SELECTED TEXT:
----
Hi A.. I've been a foster parent for 10 years so I've seen the exact behaviors you are describing. His acting out when he goes back to his grandparents is not necessarily a bad thing. That indicates he is very well bonded to them and he trusts them completely. This is a good thing. He has a safe place to let his emotions out. This will only help him in learning to deal with this transition. Because he is so bonded to him it proves he's capable of bonding and will learn to transition that extremely strong bond to you. The kids that don't care and show no emotions over changes like the one your son is going through are the kids that usually have severe emotional problems.

He is too young to verbalize his own emotions about this huge change in his life. 3 y.o. are just really starting to label emotions so to label and understand what's going on is just too much to ask. Something we always did with our younger kids was to say something like, "Gosh it seems like you always have a hard time when you come home from a visit with your mom. It must be really hard to leave her. That shows me you love her an awful lot. One thing I'm happy about is that you feel safe here to let out how you feel. Anytime you are sad or confused we can always find a way to help you." He is also at an age where he can see how most families are and is probably realizing his family is different. He wont' be able to understand why right now. It may be good idea to get a picture book about different types of families so that he can see that he has a great family with lots of people that love him enough to want to raise him.
----
RECORDS PROVIDED:

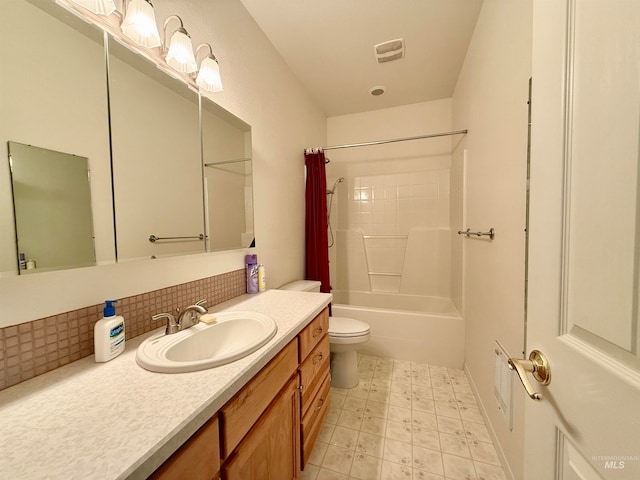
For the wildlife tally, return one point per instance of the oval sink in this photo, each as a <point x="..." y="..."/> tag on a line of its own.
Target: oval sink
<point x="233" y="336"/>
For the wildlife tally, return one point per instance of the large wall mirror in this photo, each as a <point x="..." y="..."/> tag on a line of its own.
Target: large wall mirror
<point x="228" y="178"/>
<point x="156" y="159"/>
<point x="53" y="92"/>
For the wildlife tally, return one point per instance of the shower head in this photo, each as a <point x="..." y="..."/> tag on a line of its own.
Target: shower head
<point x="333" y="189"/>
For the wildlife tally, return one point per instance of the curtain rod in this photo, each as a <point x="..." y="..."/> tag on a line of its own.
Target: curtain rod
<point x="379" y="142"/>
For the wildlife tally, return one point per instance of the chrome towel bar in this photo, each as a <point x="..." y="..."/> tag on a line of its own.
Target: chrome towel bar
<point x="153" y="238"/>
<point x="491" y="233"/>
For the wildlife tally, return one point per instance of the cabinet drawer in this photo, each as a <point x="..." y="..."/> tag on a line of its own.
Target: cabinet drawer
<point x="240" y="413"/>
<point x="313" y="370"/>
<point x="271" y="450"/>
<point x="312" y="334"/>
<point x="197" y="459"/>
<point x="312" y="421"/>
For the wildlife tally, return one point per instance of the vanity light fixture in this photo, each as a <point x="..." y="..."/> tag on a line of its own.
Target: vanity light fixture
----
WORK INSTRUCTIONS:
a) In the foster parent's reply, condense the paragraph that begins "He is too young to verbalize" into a short bulleted list that keeps its main points.
b) According to the foster parent's reply, how many years has the writer been a foster parent?
c) Resume the foster parent's reply with one more paragraph that follows its last sentence.
You won't need the records for this work.

PER-TASK ANSWERS:
a)
- At 3, he is too young to put his feelings about this big change into words. Children that age are only starting to label emotions.
- With younger kids, the writer would name the child's hard time after visits, say it shows love, say they were glad the child felt safe letting feelings out, and promise help whenever the child was sad or confused.
- He is old enough to see that most families differ from his but can't yet understand why.
- A picture book about different types of families could show him he has a great family with many people who love him enough to want to raise him.

b) 10 years.

c)
Kids that aren't living with their biological parents can also feel like they have betrayed that parent because they care about someone else (their current caregiver). So his acting out could be his way of proving to you that he really loves you. That's why reasurring his love for you and his feelings of loving the grandparents is such an important part to his moving on. Over the years we found the kids that had visits with parents that were supportive of us had less problems with the transition than those that talked bad about us. The supportive parents would tell them they were being well taken care of and that it seemed like we really loved them (which we did). The ones that said things about us not being any good or not caring about them were the kids that struggled the most.

The crying and clinginess at daycare doesn't suprise me at all. The people he trusts most in the world (you and his grandparents) are not with him during this time and he is going through a major life transition. We sent our kids to school/daycare with laminated pictures of whatever meant the most to them. I hope this helps.